[Listing]
• • • •

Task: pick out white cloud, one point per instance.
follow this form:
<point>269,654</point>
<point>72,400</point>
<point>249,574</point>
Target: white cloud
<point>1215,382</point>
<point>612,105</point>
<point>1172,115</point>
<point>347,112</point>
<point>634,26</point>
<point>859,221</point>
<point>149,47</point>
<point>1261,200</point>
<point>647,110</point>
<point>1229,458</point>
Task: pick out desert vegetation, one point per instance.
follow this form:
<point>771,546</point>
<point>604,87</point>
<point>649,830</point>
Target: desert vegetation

• • • •

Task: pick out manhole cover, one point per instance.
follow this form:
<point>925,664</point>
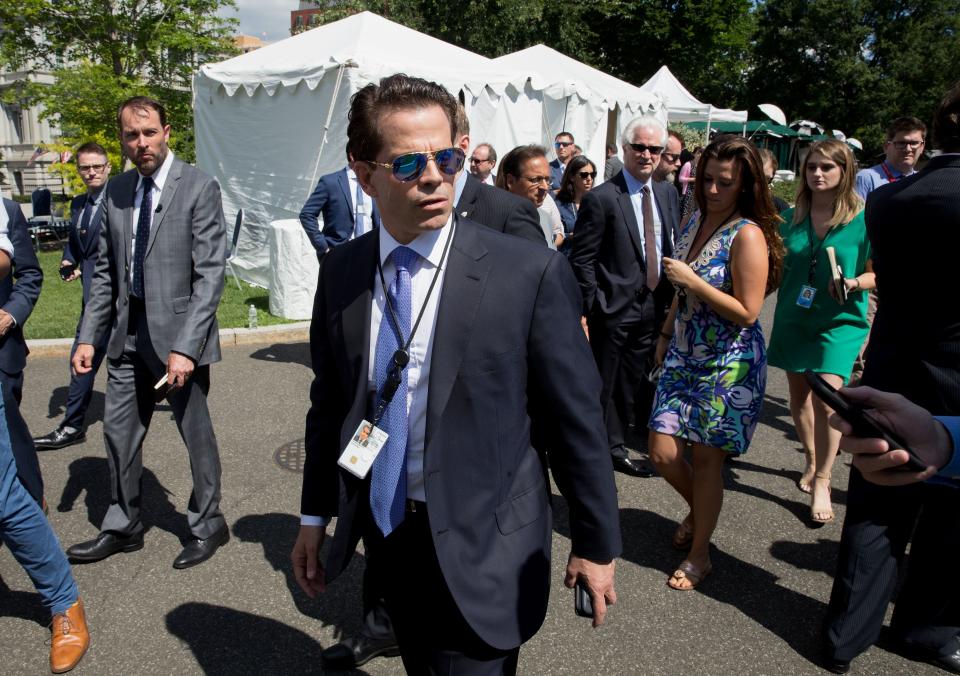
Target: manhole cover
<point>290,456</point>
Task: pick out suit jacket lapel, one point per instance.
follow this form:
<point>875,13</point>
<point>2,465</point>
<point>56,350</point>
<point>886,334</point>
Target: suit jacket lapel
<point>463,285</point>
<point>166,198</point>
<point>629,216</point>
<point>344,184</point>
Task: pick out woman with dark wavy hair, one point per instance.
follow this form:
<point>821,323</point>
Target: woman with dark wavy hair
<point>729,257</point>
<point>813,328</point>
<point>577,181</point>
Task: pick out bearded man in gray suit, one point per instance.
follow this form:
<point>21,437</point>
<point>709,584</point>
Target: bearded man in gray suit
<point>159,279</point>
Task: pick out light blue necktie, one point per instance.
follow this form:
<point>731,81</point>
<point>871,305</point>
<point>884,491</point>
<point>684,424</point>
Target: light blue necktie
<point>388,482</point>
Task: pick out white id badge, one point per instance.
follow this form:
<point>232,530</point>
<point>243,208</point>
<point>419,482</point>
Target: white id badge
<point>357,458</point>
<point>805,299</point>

• • • •

[Problem requirements] Rewrite the records starting at the line that has "Task: pick out suit" and ending after the line that has "<point>344,184</point>", requests included, shifting each coordinate in the answer points up by 94.

[The response]
Task: pick out suit jacket lapel, one point per instance.
follow this form:
<point>875,13</point>
<point>2,465</point>
<point>56,350</point>
<point>886,334</point>
Target: suit jacket lapel
<point>557,379</point>
<point>260,292</point>
<point>723,310</point>
<point>438,278</point>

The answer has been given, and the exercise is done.